* [Source records]:
[Start of section]
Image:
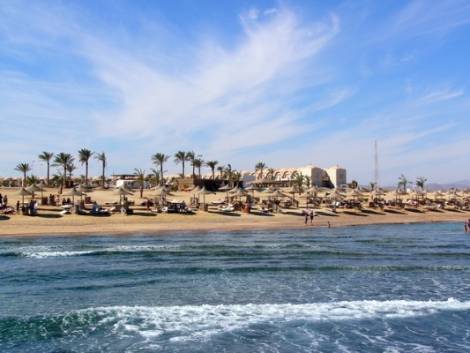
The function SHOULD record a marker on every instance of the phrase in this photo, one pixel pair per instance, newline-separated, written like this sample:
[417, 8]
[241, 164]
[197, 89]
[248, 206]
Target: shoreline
[21, 226]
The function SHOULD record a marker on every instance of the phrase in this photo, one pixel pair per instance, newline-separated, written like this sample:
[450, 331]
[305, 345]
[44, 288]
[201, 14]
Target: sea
[377, 288]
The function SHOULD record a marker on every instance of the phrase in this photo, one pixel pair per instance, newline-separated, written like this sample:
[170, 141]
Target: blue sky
[286, 82]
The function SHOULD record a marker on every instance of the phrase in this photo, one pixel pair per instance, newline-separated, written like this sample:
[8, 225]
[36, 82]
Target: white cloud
[248, 86]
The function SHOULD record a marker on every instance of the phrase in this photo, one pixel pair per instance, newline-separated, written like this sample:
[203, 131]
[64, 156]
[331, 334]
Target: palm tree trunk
[102, 174]
[48, 171]
[64, 179]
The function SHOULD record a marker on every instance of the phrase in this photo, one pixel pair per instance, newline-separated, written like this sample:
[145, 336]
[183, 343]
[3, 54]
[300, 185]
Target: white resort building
[330, 177]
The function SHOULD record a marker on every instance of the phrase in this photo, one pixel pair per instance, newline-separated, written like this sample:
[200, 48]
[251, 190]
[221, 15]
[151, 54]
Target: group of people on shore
[3, 201]
[467, 226]
[309, 214]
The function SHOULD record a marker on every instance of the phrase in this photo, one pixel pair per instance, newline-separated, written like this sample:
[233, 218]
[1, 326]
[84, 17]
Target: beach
[50, 222]
[387, 288]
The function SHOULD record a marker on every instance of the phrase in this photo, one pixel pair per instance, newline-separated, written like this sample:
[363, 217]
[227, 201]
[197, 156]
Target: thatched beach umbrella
[122, 192]
[270, 190]
[205, 192]
[85, 188]
[23, 192]
[252, 188]
[73, 193]
[34, 188]
[225, 187]
[355, 194]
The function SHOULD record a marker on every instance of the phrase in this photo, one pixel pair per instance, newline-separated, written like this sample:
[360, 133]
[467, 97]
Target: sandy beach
[50, 222]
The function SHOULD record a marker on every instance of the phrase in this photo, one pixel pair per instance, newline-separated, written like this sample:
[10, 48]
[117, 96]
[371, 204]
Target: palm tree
[32, 180]
[23, 168]
[159, 159]
[71, 167]
[84, 156]
[260, 166]
[271, 172]
[155, 176]
[197, 163]
[420, 182]
[181, 157]
[212, 164]
[140, 174]
[63, 160]
[402, 183]
[47, 157]
[228, 173]
[191, 156]
[221, 170]
[299, 180]
[102, 158]
[307, 181]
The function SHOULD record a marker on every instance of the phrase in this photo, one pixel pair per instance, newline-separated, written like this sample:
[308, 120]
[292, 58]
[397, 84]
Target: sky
[289, 83]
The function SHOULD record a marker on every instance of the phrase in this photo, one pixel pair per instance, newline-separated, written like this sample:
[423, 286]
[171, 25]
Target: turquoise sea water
[396, 288]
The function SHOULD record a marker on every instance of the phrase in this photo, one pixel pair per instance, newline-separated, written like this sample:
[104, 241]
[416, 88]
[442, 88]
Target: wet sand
[49, 221]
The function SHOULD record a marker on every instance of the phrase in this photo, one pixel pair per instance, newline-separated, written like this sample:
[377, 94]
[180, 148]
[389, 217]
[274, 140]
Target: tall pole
[376, 166]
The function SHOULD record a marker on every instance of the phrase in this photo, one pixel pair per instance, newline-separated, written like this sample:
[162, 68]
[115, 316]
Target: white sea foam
[45, 254]
[180, 323]
[41, 252]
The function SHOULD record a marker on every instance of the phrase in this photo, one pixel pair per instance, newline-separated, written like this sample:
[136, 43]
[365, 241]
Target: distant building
[284, 177]
[337, 175]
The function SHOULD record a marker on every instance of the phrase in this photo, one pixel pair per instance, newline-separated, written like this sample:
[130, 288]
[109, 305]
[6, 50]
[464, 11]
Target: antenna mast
[376, 165]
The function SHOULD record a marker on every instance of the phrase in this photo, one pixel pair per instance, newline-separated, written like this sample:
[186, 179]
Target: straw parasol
[85, 188]
[23, 192]
[252, 188]
[270, 190]
[73, 193]
[355, 194]
[277, 194]
[204, 192]
[225, 187]
[34, 188]
[122, 191]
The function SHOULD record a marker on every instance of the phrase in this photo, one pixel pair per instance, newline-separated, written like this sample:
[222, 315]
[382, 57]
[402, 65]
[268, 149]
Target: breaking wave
[182, 323]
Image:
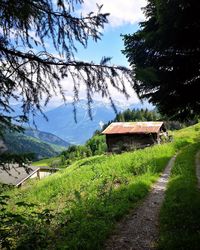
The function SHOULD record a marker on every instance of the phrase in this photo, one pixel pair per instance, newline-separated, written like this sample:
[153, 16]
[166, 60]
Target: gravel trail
[198, 168]
[139, 230]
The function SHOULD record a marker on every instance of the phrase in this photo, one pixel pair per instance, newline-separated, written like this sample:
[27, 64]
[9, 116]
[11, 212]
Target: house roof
[13, 174]
[133, 128]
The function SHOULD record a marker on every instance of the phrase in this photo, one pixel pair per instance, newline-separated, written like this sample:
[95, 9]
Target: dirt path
[198, 168]
[139, 230]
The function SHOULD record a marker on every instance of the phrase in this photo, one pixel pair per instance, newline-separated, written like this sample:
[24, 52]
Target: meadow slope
[78, 207]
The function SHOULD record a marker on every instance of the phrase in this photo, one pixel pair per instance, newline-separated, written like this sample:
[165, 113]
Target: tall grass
[86, 199]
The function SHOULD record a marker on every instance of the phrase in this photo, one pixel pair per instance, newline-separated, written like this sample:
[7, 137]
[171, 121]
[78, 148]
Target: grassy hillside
[77, 207]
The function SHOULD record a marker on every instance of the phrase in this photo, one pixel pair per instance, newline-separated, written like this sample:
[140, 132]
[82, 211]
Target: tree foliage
[165, 57]
[38, 42]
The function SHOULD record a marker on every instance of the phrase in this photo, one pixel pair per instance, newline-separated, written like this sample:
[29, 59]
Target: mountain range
[42, 144]
[61, 120]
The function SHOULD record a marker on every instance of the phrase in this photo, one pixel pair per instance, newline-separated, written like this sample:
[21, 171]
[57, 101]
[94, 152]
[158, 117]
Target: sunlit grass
[87, 198]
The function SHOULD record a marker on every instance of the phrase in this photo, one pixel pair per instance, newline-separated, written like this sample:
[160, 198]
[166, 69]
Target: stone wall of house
[120, 142]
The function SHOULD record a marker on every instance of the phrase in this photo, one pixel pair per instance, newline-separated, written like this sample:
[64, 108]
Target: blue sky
[110, 45]
[124, 18]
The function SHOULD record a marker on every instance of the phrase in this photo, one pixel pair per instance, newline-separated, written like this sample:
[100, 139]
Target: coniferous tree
[30, 72]
[165, 57]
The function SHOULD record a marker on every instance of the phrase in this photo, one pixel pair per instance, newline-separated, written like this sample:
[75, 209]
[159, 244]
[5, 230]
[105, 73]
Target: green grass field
[77, 207]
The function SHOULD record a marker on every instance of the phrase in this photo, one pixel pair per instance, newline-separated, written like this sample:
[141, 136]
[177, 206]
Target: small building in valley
[13, 174]
[133, 135]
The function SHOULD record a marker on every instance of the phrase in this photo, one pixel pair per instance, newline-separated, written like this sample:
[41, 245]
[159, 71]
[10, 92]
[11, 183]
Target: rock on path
[139, 231]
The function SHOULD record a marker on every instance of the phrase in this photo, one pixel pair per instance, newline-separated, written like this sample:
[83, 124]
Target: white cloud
[67, 85]
[121, 11]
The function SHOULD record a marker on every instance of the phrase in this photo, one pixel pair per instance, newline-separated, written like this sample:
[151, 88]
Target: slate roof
[13, 174]
[133, 128]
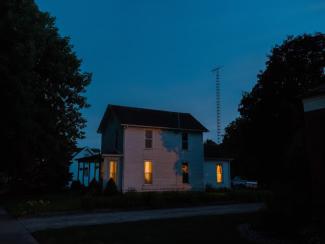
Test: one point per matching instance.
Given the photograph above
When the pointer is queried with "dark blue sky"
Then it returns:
(159, 53)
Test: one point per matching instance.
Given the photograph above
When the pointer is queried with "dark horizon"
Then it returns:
(159, 54)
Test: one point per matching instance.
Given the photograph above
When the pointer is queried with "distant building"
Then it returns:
(314, 108)
(84, 172)
(154, 150)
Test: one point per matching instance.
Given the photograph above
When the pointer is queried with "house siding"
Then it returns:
(109, 134)
(167, 158)
(210, 177)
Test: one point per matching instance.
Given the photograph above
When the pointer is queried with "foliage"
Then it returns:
(267, 140)
(42, 87)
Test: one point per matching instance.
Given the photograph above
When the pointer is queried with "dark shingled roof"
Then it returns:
(152, 118)
(213, 151)
(319, 90)
(93, 158)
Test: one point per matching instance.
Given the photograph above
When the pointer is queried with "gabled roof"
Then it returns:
(213, 151)
(142, 117)
(319, 90)
(90, 150)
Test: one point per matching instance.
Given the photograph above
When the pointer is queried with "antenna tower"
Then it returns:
(218, 102)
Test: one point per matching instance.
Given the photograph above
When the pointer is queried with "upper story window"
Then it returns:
(116, 139)
(113, 170)
(148, 172)
(185, 141)
(219, 173)
(148, 139)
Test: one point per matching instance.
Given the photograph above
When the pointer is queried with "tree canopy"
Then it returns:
(267, 139)
(42, 96)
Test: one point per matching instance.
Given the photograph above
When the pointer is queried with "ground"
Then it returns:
(213, 229)
(27, 205)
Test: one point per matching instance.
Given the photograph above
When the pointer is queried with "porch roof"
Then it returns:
(96, 158)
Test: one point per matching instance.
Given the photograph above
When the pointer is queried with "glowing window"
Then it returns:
(113, 170)
(185, 141)
(147, 172)
(148, 139)
(86, 172)
(185, 172)
(219, 173)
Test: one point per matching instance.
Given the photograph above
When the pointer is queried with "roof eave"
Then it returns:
(168, 128)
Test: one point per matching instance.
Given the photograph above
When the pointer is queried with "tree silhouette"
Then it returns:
(41, 93)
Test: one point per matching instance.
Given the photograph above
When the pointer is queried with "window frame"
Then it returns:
(185, 175)
(149, 180)
(111, 162)
(185, 141)
(149, 139)
(219, 174)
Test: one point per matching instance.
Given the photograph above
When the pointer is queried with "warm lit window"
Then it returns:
(148, 138)
(113, 170)
(147, 172)
(184, 141)
(116, 139)
(219, 173)
(185, 172)
(86, 172)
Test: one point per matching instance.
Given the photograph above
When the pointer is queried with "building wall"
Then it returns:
(108, 139)
(167, 158)
(105, 170)
(210, 175)
(73, 168)
(315, 138)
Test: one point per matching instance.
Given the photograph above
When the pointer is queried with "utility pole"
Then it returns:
(218, 102)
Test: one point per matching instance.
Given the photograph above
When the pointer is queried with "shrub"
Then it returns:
(110, 188)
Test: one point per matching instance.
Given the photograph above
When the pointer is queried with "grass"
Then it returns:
(69, 202)
(205, 229)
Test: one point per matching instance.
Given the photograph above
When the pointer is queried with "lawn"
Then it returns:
(68, 202)
(206, 229)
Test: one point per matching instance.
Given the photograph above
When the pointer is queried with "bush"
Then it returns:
(110, 188)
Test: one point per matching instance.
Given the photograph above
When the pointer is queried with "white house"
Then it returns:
(154, 150)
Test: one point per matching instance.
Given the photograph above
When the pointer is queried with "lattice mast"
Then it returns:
(218, 102)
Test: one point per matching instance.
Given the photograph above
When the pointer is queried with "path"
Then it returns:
(13, 232)
(56, 222)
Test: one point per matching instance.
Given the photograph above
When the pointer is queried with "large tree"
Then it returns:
(267, 138)
(42, 89)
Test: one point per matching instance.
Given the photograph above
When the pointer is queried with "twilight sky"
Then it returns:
[End of section]
* [WHAT YOU HAVE TO DO]:
Write only the number of lines in the data where the word "dark" occurs.

* [TASK OUTPUT]:
3